» **TASK GOAL**
Copy the listing below word for word, leaving out the pictures.

» **DATA TO USE**
------

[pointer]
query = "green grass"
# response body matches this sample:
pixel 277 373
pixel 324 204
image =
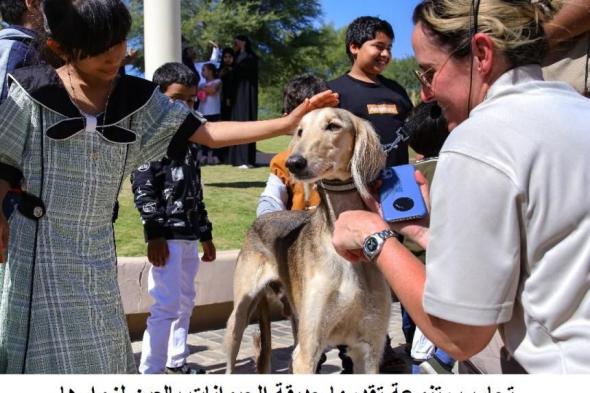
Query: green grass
pixel 231 195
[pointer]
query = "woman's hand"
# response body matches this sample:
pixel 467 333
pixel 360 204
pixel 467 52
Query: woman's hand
pixel 350 231
pixel 324 99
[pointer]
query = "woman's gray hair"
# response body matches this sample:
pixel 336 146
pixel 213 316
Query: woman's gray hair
pixel 515 26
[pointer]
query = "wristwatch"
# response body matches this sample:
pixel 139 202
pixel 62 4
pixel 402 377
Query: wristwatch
pixel 374 243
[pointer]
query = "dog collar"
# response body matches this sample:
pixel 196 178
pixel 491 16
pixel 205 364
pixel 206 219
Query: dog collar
pixel 337 185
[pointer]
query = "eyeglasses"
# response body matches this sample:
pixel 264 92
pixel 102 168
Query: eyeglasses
pixel 426 78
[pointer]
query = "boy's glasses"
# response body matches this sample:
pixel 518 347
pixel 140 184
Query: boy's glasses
pixel 67 128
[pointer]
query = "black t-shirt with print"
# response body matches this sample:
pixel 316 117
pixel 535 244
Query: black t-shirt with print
pixel 385 104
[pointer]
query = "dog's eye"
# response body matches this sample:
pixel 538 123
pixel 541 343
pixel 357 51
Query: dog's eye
pixel 333 126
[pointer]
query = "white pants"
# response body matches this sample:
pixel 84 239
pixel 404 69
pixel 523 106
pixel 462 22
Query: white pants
pixel 173 289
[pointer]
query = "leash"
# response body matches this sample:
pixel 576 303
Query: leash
pixel 402 136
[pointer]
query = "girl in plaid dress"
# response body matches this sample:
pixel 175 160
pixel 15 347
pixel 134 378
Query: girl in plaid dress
pixel 70 136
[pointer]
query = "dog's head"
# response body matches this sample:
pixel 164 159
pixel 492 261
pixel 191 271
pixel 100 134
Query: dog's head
pixel 334 144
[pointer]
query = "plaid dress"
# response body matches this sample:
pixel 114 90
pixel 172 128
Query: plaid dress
pixel 60 309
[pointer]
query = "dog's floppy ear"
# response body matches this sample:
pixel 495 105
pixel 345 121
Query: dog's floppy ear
pixel 368 157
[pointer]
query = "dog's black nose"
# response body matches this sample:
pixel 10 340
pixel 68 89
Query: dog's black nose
pixel 296 163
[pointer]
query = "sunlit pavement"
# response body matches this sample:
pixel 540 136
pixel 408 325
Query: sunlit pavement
pixel 206 350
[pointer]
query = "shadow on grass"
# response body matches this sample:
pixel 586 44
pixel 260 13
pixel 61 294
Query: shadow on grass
pixel 238 184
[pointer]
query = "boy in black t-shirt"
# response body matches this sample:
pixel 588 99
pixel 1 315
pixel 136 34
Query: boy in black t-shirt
pixel 368 94
pixel 383 102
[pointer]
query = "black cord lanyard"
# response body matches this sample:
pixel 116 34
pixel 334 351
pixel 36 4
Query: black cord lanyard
pixel 586 66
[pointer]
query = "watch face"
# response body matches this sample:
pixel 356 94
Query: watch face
pixel 371 244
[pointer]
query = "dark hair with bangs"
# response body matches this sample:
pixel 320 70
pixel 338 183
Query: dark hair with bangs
pixel 12 11
pixel 170 73
pixel 85 28
pixel 365 28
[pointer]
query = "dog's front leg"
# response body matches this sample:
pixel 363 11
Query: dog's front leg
pixel 365 357
pixel 311 334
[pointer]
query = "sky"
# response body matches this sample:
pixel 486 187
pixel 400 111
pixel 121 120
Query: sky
pixel 397 12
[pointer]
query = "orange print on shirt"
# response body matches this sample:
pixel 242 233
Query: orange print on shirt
pixel 382 109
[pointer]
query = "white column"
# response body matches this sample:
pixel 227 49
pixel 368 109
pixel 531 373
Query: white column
pixel 161 20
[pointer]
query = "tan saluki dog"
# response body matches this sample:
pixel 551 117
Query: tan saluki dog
pixel 332 300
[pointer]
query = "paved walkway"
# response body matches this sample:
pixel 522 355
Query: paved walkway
pixel 206 349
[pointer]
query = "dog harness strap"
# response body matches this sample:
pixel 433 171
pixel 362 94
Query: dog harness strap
pixel 337 185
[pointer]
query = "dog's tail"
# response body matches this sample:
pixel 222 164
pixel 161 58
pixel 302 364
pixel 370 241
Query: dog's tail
pixel 262 342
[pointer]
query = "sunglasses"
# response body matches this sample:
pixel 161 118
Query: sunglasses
pixel 70 127
pixel 426 77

------

» **ANSWER TO THIS EXERCISE**
[pointer]
query = "green grass"
# response body matches this sample:
pixel 277 373
pixel 324 204
image =
Query: green grass
pixel 231 195
[pointer]
query = "woman's hand"
# response body matches this sample:
pixel 467 333
pixel 360 204
pixel 467 52
Query: woman's hand
pixel 350 231
pixel 324 99
[pointer]
query = "woman's gray hair"
# response body matches this sample:
pixel 336 146
pixel 213 316
Query: woman's gray hair
pixel 515 26
[pointer]
query = "wristwatch"
# response body matches this sample:
pixel 139 202
pixel 62 4
pixel 402 377
Query: wristwatch
pixel 374 243
[pointer]
query = "dog collar"
# response body matches this sample:
pixel 196 178
pixel 491 16
pixel 205 364
pixel 206 219
Query: dog collar
pixel 337 185
[pointer]
query = "eyeglasses"
# response body matches this sample:
pixel 264 92
pixel 102 168
Query: eyeglasses
pixel 426 78
[pointer]
query = "boy's glasses"
# response body matches this sample:
pixel 518 347
pixel 140 184
Query: boy's glasses
pixel 67 128
[pointer]
query = "black t-shirt with print"
# response body matches this sample:
pixel 316 117
pixel 535 244
Query: black t-shirt with print
pixel 385 104
[pointer]
query = "dog's eye"
# response body matches this sample:
pixel 538 123
pixel 541 343
pixel 357 51
Query: dog's eye
pixel 333 126
[pointer]
query = "white pants"
# response body matches this sample:
pixel 84 239
pixel 404 69
pixel 523 106
pixel 462 22
Query: white pants
pixel 173 289
[pointer]
query = "leash"
# response body matches this sample:
pixel 576 303
Query: leash
pixel 402 136
[pointer]
query = "girl in plaid dress"
# response body matches this sample:
pixel 175 160
pixel 15 347
pixel 134 378
Query: girl in plaid dress
pixel 70 136
[pointer]
query = "dog's head"
# response body matches this sample:
pixel 164 159
pixel 492 261
pixel 191 271
pixel 100 134
Query: dog's head
pixel 334 144
[pointer]
query = "plaid dress"
# response body matches this sample:
pixel 114 90
pixel 172 128
Query: plaid dress
pixel 60 309
[pointer]
query = "dog's floppy ear"
# response body matches this sample:
pixel 495 105
pixel 345 121
Query: dog's floppy ear
pixel 368 157
[pointer]
query = "dog's black nose"
# response body matches this sample:
pixel 10 340
pixel 68 89
Query: dog's black nose
pixel 296 163
[pointer]
query = "sunlit pavement"
# response body matches this sample:
pixel 540 136
pixel 408 325
Query: sunlit pavement
pixel 206 350
[pointer]
query = "shadow on grass"
# response body matches this sample:
pixel 586 44
pixel 260 13
pixel 61 294
Query: shadow on grass
pixel 238 184
[pointer]
query = "boy in black t-shirt"
# response body matches this sample:
pixel 588 99
pixel 1 315
pixel 136 34
Query: boy in black t-shirt
pixel 368 94
pixel 383 102
[pointer]
query = "black cord lanyard"
# response body matches this sample:
pixel 116 34
pixel 334 351
pixel 36 4
Query: black cord lanyard
pixel 586 66
[pointer]
query = "watch face"
# response body matches this sample:
pixel 356 94
Query: watch face
pixel 371 244
[pointer]
query = "dark hair with bangs"
# response body matches this sample:
pixel 320 70
pixel 338 183
Query: dark hair with bangs
pixel 12 11
pixel 170 73
pixel 85 28
pixel 365 28
[pointer]
query = "dog's front leg"
# response body matches this sample:
pixel 363 11
Query: dog's front leg
pixel 365 357
pixel 311 334
[pointer]
query = "sky"
# response body matches this sample:
pixel 486 187
pixel 400 111
pixel 121 120
Query: sky
pixel 397 12
[pointer]
query = "orange print on shirt"
# response body matches this sample:
pixel 242 233
Query: orange print on shirt
pixel 382 109
[pointer]
query = "white column"
# response body matches this sample:
pixel 227 49
pixel 368 109
pixel 531 373
Query: white column
pixel 161 20
[pointer]
query = "tan saluki dog"
# response body matches this sample:
pixel 551 117
Query: tan saluki dog
pixel 332 300
[pointer]
query = "paved walkway"
# response body matches this sample:
pixel 522 355
Query: paved walkway
pixel 206 349
[pointer]
query = "dog harness strap"
# response body matches this sample:
pixel 433 171
pixel 362 94
Query: dog harness strap
pixel 337 185
[pointer]
query = "dog's tail"
# response body matches this sample:
pixel 222 164
pixel 161 58
pixel 302 364
pixel 370 241
Query: dog's tail
pixel 262 342
[pointer]
query = "sunglasses"
# response body matches this sample:
pixel 161 118
Query: sunglasses
pixel 70 127
pixel 426 77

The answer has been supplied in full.